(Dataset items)
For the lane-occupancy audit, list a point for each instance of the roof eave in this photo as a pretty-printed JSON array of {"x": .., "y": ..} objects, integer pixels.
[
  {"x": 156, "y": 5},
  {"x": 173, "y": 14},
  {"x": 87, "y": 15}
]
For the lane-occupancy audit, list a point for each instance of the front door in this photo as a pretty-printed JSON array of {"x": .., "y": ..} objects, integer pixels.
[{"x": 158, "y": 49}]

...

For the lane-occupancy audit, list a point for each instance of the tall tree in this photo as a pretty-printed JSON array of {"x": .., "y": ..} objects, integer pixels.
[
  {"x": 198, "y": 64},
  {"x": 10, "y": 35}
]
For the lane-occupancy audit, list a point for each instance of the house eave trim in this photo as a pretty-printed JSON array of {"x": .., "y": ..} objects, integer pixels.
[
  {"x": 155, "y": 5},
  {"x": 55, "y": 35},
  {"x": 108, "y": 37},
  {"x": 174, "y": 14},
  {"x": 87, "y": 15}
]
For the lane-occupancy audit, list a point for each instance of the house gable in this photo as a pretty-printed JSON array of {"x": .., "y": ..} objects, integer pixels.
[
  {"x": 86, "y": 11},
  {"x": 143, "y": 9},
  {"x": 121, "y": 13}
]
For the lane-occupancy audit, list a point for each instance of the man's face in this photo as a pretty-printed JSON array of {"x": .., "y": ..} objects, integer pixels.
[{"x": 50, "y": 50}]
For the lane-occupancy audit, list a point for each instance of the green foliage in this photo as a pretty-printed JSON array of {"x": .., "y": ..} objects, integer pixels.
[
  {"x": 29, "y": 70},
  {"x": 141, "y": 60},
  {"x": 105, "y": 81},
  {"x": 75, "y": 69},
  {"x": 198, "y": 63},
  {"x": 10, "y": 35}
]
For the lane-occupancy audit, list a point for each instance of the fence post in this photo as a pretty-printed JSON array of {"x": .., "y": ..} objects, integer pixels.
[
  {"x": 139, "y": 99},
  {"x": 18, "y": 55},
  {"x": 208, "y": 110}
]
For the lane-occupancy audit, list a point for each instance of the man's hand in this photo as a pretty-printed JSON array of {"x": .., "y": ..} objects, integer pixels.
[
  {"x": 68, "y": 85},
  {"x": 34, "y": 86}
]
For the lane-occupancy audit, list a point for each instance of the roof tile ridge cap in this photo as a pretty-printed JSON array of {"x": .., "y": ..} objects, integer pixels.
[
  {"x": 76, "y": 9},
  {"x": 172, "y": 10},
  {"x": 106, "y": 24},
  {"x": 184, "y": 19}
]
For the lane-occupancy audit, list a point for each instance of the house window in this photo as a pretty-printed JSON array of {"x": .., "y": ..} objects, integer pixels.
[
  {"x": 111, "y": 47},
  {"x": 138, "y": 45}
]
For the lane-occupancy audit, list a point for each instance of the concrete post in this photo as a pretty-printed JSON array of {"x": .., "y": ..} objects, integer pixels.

WORK ITEM: Reproduce, exactly as they stand in the data above, the lines from the one that holds "the man's face" to the one that holds "of the concrete", inclusive.

TASK SOLUTION:
For the lane-occupancy audit, list a point for each instance of the man's face in this photo as a pretty-printed JSON array of {"x": .., "y": ..} objects, integer pixels.
[{"x": 50, "y": 50}]
For the lane-occupancy audit, list a point for each instance of the green foliage in this photo as a pretty-printed JSON array of {"x": .., "y": ..} objects, integer pixels.
[
  {"x": 29, "y": 70},
  {"x": 141, "y": 60},
  {"x": 105, "y": 81},
  {"x": 75, "y": 69},
  {"x": 198, "y": 63},
  {"x": 10, "y": 35}
]
For the lane-occupancy audit, list a point for each instance of the fence post in this photo as a pretty-printed JSON array of {"x": .., "y": ..} objects, integer pixels.
[
  {"x": 139, "y": 99},
  {"x": 18, "y": 55},
  {"x": 208, "y": 110}
]
For the lane-occupancy audit, list a point for each instance of the man's hand in this photo as a pretty-printed JSON array of {"x": .., "y": ..} objects, integer pixels.
[
  {"x": 68, "y": 85},
  {"x": 34, "y": 86}
]
For the lane-occupancy audit, list a point for each instance of the roof tile ridge cap in this photo as a pretty-printed JSON array of {"x": .., "y": ..} objects, integer pixels.
[
  {"x": 76, "y": 9},
  {"x": 172, "y": 10},
  {"x": 106, "y": 24},
  {"x": 184, "y": 19}
]
For the lane-occupancy audit, list a point for each instance of the house window in this photo as a pretty-printed JSON array of {"x": .., "y": ..} objects, integer pixels.
[
  {"x": 111, "y": 47},
  {"x": 138, "y": 45}
]
For the lane-occupancy audit, list a point for each instance of the concrete post in this photo as a pretty-printed JSON array of {"x": .., "y": ..} objects, integer pixels.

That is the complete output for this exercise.